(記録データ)
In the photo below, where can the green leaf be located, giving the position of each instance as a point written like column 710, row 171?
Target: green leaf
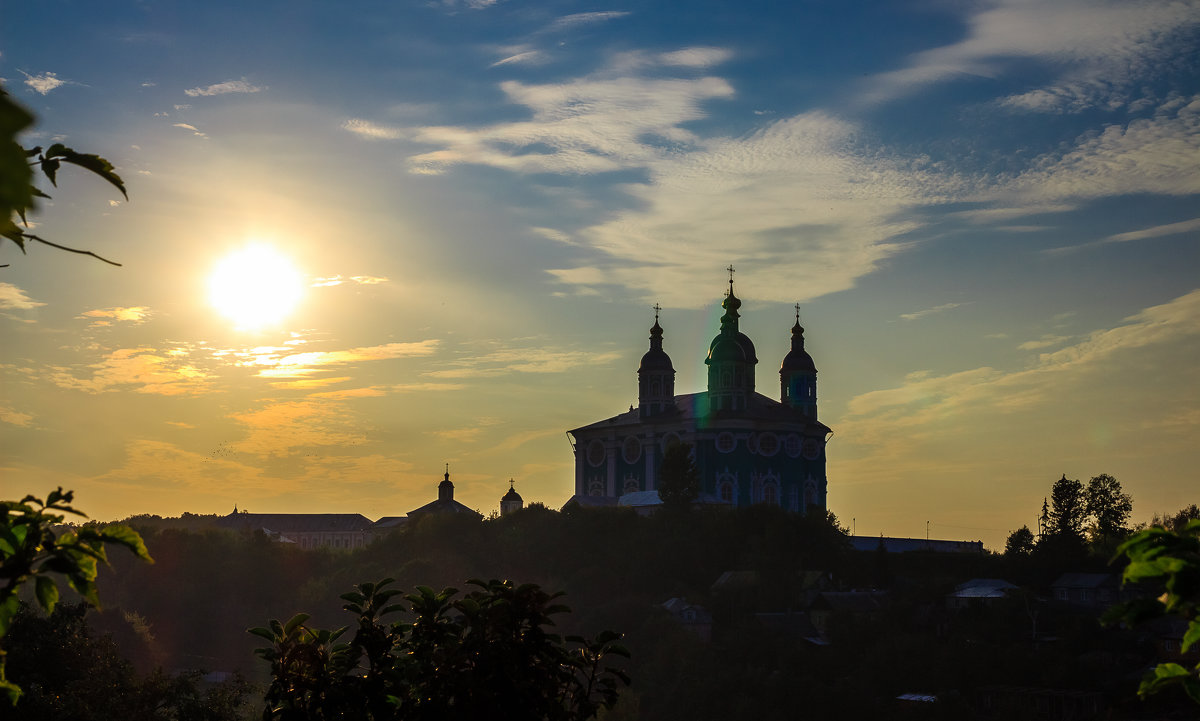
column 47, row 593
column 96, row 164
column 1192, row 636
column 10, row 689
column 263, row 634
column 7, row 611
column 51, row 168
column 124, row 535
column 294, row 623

課題内容: 上記の項目すべてを、「green leaf」を「red leaf」に置換したうえで、ほかは一切変えずに書き直してください。画像は解答から除いてください。

解答例:
In the photo below, where can the red leaf be located, giving the position of each instance as a point written like column 710, row 171?
Target: red leaf
column 47, row 593
column 96, row 164
column 1192, row 636
column 10, row 689
column 263, row 634
column 7, row 611
column 51, row 168
column 124, row 535
column 294, row 623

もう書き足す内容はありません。